CONSIGNA DADA A:
Responde estas preguntas sobre el texto acerca del cinismo posmoderno:
(i) ¿De qué tenían que convencer Keynes y Roosevelt a las masas?
(ii) ¿Qué personaje pagó muy cara su costumbre de seducir a sus pares?
(iii) ¿A quién considera el texto quizás el mejor analista de este cinismo posmoderno?

Keynes y Roosevelt, por ejemplo, no fueron ni podían ser cínicos en aquellos años que se extendieron entre la salida revolucionaria de la primera guerra y la gran depresión del treinta. Ellos tenían que convencer a las masas de que el capitalismo podía albergar un mundo mejor. Friedman y Thatcher, en cambio, pudieron limitarse en los ochenta a afirmar que el capitalismo realmente existente era el único mundo posible. Recordemos que el aristócrata Don Giovanni se sentía impune cuando seducía a alguna joven campesina, pero el igualmente aristócrata Valmont pagó muy cara su costumbre de andar seduciendo a sus pares, las señoritas de la aristocracia. Quizás nadie haya analizado mejor que Žižek este cinismo posmoderno, es decir, este cinismo distintivo de la ideología de un capitalismo que quiso erigirse a sí mismo como el único mundo posible, tras el final de la historia y de los grandes relatos –o sea, de un infame muro que partía en dos la ciudad de Berlín.

FILAS PROPORCIONADAS:
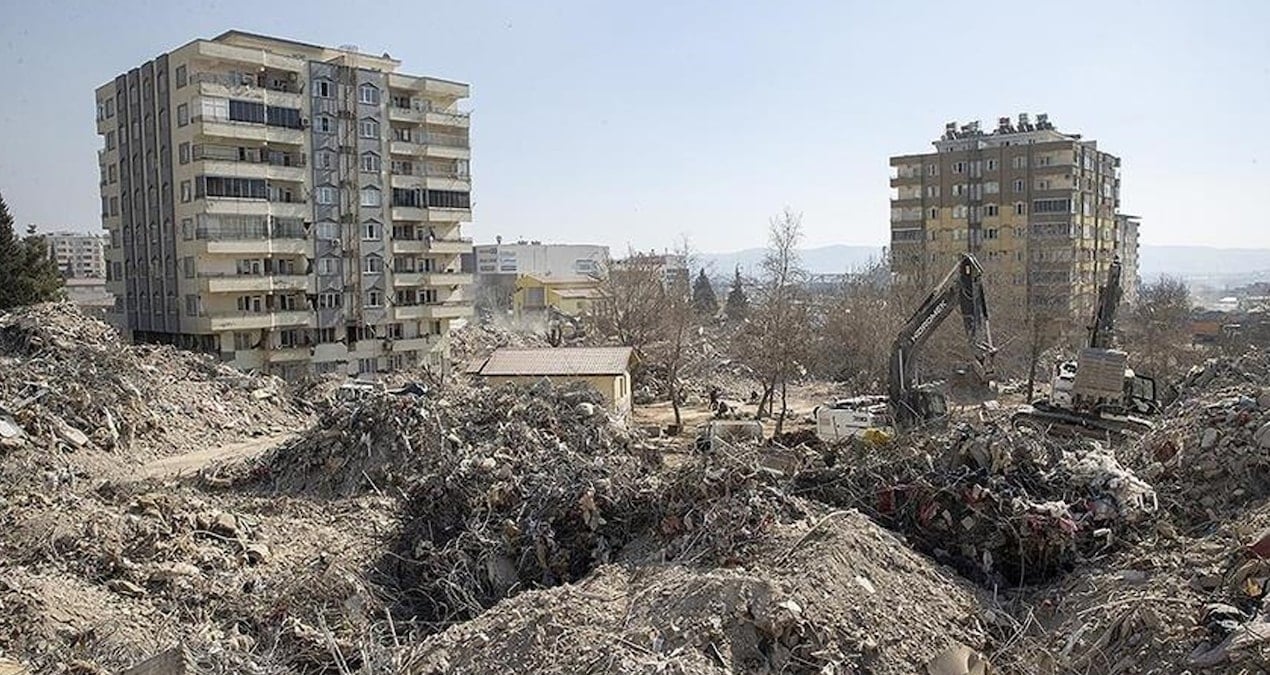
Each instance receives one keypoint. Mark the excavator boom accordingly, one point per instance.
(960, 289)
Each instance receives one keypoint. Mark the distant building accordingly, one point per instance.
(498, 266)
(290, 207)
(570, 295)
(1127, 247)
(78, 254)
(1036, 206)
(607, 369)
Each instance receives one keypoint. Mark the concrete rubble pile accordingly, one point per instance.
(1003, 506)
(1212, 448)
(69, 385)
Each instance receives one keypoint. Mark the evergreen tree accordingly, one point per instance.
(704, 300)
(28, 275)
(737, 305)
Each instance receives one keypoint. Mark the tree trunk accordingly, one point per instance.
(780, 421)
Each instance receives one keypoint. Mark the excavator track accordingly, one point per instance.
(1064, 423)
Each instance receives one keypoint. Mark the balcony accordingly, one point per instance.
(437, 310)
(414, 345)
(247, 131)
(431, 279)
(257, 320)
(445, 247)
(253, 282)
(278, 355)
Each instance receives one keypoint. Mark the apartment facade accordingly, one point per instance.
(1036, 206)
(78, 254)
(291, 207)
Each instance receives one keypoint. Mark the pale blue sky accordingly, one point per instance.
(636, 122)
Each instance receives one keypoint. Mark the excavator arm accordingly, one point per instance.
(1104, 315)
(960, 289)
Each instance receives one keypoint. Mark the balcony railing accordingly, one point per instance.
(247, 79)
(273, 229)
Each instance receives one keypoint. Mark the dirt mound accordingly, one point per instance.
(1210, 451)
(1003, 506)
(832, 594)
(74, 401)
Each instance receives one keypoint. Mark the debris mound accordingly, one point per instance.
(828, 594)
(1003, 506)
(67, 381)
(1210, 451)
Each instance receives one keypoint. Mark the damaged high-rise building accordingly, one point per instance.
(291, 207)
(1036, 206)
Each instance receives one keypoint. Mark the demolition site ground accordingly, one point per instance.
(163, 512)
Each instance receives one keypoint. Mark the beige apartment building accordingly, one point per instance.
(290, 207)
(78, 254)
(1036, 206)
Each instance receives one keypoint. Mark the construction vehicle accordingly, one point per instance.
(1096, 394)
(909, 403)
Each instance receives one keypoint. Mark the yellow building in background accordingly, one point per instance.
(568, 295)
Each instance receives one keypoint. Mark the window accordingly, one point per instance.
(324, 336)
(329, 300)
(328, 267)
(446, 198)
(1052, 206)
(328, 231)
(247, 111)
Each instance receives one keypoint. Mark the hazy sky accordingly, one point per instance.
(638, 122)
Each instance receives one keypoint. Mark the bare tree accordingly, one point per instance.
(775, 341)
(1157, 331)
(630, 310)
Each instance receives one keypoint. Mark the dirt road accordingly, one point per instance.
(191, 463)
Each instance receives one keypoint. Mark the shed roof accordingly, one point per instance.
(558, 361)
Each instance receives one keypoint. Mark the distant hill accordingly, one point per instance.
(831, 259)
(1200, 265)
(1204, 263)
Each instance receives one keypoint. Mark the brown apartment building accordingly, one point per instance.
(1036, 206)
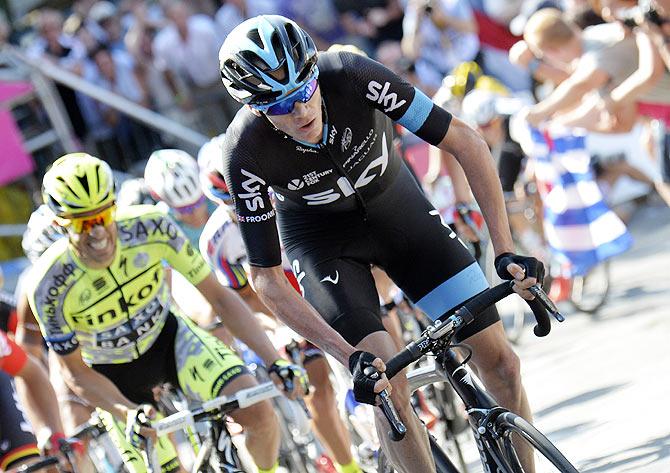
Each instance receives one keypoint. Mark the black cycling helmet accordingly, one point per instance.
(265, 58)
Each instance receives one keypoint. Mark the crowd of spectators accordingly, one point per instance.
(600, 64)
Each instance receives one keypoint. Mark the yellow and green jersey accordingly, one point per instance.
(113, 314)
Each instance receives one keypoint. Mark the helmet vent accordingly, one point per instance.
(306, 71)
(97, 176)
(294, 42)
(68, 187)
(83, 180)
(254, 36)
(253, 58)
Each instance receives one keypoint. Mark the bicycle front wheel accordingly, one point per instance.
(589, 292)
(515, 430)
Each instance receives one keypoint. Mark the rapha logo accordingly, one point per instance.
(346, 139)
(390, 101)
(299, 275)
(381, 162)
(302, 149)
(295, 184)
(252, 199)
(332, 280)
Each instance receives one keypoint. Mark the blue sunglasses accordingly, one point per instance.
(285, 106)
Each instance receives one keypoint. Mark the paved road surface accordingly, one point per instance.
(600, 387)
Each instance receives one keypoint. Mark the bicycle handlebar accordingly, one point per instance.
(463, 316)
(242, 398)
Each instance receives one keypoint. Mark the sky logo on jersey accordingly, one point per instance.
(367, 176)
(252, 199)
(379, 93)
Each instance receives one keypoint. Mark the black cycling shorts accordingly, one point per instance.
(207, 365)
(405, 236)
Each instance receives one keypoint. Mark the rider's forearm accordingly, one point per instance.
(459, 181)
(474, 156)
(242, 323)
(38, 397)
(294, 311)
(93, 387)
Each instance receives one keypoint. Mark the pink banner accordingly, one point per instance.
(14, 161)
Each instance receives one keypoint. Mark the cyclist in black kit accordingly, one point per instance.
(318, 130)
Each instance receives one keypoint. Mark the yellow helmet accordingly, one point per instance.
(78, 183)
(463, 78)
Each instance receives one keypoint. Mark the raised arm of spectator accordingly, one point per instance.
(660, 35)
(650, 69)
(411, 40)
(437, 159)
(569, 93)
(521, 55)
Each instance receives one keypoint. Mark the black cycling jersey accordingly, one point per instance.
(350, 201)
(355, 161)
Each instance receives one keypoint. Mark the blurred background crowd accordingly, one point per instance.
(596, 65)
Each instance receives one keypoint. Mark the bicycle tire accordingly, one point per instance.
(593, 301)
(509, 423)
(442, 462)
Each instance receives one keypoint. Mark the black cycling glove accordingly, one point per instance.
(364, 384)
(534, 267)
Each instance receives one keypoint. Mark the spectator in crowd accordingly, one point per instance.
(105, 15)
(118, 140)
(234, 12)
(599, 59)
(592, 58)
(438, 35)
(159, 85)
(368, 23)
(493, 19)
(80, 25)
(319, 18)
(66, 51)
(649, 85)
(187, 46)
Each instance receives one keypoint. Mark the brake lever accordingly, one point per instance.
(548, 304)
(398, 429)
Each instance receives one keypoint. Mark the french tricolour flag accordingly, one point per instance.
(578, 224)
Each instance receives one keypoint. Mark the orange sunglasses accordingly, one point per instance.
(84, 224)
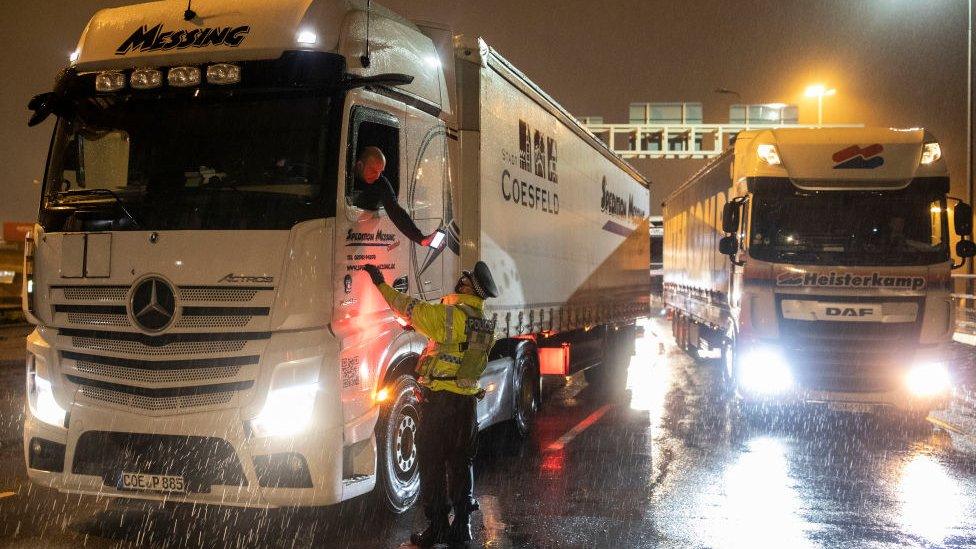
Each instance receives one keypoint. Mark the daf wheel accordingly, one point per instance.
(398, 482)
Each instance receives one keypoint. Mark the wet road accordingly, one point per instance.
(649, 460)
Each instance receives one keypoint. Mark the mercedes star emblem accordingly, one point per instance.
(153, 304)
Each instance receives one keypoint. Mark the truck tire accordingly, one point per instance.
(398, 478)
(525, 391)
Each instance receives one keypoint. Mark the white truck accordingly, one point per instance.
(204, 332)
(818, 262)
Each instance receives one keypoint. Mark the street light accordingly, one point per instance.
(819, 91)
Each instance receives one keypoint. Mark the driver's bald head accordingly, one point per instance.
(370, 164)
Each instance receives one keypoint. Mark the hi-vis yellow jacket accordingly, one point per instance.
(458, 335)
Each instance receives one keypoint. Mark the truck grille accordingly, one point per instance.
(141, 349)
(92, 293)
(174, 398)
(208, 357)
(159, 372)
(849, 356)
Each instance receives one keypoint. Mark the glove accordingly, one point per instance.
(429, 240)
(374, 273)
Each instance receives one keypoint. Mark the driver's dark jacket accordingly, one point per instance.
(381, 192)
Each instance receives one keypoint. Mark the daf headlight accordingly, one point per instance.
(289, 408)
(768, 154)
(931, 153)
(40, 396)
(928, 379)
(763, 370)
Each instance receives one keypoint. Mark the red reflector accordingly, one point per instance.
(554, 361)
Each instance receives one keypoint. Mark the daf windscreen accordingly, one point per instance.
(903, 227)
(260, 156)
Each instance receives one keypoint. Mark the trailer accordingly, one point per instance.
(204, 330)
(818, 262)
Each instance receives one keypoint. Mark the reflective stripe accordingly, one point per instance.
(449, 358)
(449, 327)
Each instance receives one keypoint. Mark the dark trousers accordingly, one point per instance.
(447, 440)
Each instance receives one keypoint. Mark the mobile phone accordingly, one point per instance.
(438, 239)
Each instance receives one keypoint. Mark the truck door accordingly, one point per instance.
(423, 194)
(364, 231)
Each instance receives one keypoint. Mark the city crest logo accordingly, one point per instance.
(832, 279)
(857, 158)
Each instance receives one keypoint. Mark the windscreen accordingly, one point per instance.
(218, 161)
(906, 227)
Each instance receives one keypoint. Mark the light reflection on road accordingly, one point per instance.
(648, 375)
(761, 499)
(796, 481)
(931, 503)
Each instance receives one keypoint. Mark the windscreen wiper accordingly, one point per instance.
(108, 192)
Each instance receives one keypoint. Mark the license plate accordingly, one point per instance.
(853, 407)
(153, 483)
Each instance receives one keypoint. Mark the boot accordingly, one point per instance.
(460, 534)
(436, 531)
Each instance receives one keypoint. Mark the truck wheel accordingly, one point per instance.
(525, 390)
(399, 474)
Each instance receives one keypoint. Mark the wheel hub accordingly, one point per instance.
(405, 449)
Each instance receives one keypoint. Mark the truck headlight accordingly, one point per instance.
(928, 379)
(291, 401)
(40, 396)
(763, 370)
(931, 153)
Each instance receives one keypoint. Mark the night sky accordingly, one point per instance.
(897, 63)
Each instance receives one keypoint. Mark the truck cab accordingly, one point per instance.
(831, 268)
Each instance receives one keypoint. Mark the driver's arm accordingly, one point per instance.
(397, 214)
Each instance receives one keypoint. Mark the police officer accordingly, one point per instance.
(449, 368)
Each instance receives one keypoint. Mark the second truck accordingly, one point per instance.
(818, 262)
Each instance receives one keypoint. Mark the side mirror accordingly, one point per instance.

CONSIGNA DADA B:
¿Puedes reproducir sin ningún cambio las filas que van desde la línea que contiene "Each instance receives one keypoint. Mark the driver's arm" hasta el final de las filas, incluidas esa línea y la última?

RESPUESTA COMPLETA A:
(i) De que el capitalismo podía albergar un mundo mejor.
(ii) Valmont.
(iii) A Žižek.

RESPUESTA COMPLETA B:
Each instance receives one keypoint. Mark the driver's arm accordingly, one point per instance.
(397, 214)
Each instance receives one keypoint. Mark the police officer accordingly, one point per instance.
(449, 368)
Each instance receives one keypoint. Mark the second truck accordingly, one point per instance.
(818, 262)
Each instance receives one keypoint. Mark the side mirror accordingly, one point per instance.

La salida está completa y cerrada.